Published: July 21, 2013
Recently, as the House Armed Services Committee was writing the initial draft of the Fiscal Year 2014 National Defense Authorization Act - the annual defense bill - I came across a highly informative piece of investigative journalism in The Gazette entitled "Other Than Honorable" which effectively captured what is unfortunately an all too familiar occurrence in the military,
The report describes how the number of soldiers discharged from the Army for misconduct has risen to its highest rate in recent years and provides several examples of wounded combat troops who have lost their medical care and other veterans benefits because of other-than-honorable discharges. Those who lose such benefits have a difficult time getting treatment for their grievous bodily injuries and/or service-connected mental disorders. Without such benefits these veterans can find themselves destitute, with nowhere to turn.
The investigative report is based on Army data which found that annual misconduct discharges have increased more than twenty-five percent in since 2009, mirroring the rise in wounded. It studied soldiers who have served multiple tours and have been diagnosed with post-traumatic stress disorder (PTSD) and traumatic brain injuries (TBI). Some soldiers were cut loose for minor offenses the Army acknowledges can be symptoms of PTSD and TBI.
One particularly poignant example is of a wounded combat soldier at Fort Carson who suffered from regular seizures from a traumatic brain injury after a bomb blast in Afghanistan. The soldier was discharged for a pattern of misconduct that included missing medical appointments and going AWOL for two weeks. But because his other-than-honorable discharge barred him from veterans' benefits, he became homeless and relied on the local emergency room for care.

::::::

- **Required work**:
**A)** In the text on other-than-honorable discharges, rewrite the paragraph beginning "One particularly poignant example" more briefly, keeping its main facts.
**B)** Extend the text on other-than-honorable discharges, picking up after its last sentence.

- **Extracted material**:

::::::

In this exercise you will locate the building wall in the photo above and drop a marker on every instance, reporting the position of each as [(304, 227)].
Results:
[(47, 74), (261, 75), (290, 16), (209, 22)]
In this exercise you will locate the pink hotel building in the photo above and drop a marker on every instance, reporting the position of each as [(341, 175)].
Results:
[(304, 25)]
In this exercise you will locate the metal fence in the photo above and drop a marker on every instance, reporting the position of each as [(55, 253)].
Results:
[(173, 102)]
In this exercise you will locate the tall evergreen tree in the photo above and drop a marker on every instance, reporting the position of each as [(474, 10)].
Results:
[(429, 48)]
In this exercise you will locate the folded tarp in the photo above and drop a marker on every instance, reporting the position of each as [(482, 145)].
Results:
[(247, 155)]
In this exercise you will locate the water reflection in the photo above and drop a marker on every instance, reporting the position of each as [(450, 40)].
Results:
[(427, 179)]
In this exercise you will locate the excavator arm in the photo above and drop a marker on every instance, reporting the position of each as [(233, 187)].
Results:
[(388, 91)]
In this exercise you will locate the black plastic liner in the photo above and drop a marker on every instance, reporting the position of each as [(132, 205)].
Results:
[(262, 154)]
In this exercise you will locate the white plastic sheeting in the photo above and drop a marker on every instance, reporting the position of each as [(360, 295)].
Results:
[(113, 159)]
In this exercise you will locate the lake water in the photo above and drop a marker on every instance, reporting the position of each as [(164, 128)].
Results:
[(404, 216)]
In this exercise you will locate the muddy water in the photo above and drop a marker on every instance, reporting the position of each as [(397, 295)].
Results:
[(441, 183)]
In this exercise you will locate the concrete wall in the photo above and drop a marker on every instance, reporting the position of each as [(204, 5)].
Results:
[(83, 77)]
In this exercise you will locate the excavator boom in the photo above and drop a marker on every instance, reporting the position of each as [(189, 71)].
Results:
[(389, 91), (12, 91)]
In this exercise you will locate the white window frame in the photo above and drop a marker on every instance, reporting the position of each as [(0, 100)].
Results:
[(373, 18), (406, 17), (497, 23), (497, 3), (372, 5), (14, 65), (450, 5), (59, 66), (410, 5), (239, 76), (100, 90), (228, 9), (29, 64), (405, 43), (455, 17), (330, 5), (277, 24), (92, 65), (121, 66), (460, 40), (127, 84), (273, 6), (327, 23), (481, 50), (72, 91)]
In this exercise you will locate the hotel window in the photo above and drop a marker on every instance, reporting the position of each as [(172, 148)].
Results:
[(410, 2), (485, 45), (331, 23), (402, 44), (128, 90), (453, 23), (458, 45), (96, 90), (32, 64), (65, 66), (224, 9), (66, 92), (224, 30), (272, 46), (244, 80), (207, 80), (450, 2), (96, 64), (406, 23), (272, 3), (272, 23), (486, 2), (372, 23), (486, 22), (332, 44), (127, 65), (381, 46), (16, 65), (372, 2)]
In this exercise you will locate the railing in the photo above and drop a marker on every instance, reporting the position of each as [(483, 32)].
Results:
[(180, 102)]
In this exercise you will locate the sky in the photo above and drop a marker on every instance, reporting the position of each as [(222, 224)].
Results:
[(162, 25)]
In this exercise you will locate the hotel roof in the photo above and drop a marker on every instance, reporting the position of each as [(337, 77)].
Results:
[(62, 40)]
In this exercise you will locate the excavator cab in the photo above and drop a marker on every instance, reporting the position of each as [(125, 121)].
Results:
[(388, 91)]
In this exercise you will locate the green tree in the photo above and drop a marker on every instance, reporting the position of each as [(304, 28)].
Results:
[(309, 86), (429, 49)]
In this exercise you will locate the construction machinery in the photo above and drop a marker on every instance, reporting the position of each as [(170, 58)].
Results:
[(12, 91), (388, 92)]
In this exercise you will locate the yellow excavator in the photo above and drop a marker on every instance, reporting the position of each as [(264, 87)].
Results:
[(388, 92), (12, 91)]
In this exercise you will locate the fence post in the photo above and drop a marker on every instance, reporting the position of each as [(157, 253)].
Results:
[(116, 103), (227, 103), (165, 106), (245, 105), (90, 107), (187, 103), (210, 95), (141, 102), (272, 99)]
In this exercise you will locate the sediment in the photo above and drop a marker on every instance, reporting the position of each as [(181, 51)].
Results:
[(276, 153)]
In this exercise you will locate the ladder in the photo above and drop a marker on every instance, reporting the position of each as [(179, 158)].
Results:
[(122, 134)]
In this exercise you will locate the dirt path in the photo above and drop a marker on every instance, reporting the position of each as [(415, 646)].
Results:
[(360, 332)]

::::::

- **Task responses**:
**A)** A wounded Fort Carson soldier had regular seizures from a traumatic brain injury suffered in a bomb blast in Afghanistan. He was discharged for a pattern of misconduct that included missing medical appointments and going AWOL for two weeks. His other-than-honorable discharge barred him from veterans' benefits, so he became homeless and relied on the local emergency room for care.

**B)**
As a former soldier and Marine, as a veteran, and as a member of Congress who serves on the Armed Services and Veterans Affairs committees, I am committed to ensuring all veterans - especially our wounded warriors - are taken care of after they return from combat. We must keep the faith with those who have sacrificed for our country. After reading several of the cases described in the report, I decided we need to fix something that is neither right nor fair.
That is why I introduced legislation to address this subject - to learn more about what is behind the increasing number of service members with PTSD and TBI being dismissed from the military for incidents of minor misconduct which often times stems directly from their service-connected mental disorder. My amendment is part of the defense bill, which passed the House of Representatives recently.
The first step mandated by this legislation is the establishment of a commission to conduct a comprehensive study of whether the Department of Defense's mechanisms for disciplinary action adequately address the impact of service-connected mental disorders and TBI on the basis for the disciplinary action; and whether the disciplinary mechanisms should be revisited in light of new information regarding the connection between PTSD, TBI, and behavioral problems. In other words, are commanders and is the military legal system properly assessing the connection between service-connected mental disorders and behavioral issues? While good order and discipline must be maintained - it is a cornerstone of military life - our uniformed leaders must not be too quick to dismiss from duty those service members whose acts of minor misconduct may actually stem from injuries they sustained during combat.
The commission that will study this issue and recommend policy options will be made up of people with expertise in service-connected mental disorders, PTSD, TBI, psychiatry, behavioral health, neurology, as well as disciplinary matters and military justice.
I hope my colleagues in the Senate will support this bill. It is an important step toward ensuring those men and women who serve in combat are treated with the care and respect they deserve.
U.S. Representative Mike Coffman is a Marine Corps combat veteran with a combined 21 years of military service.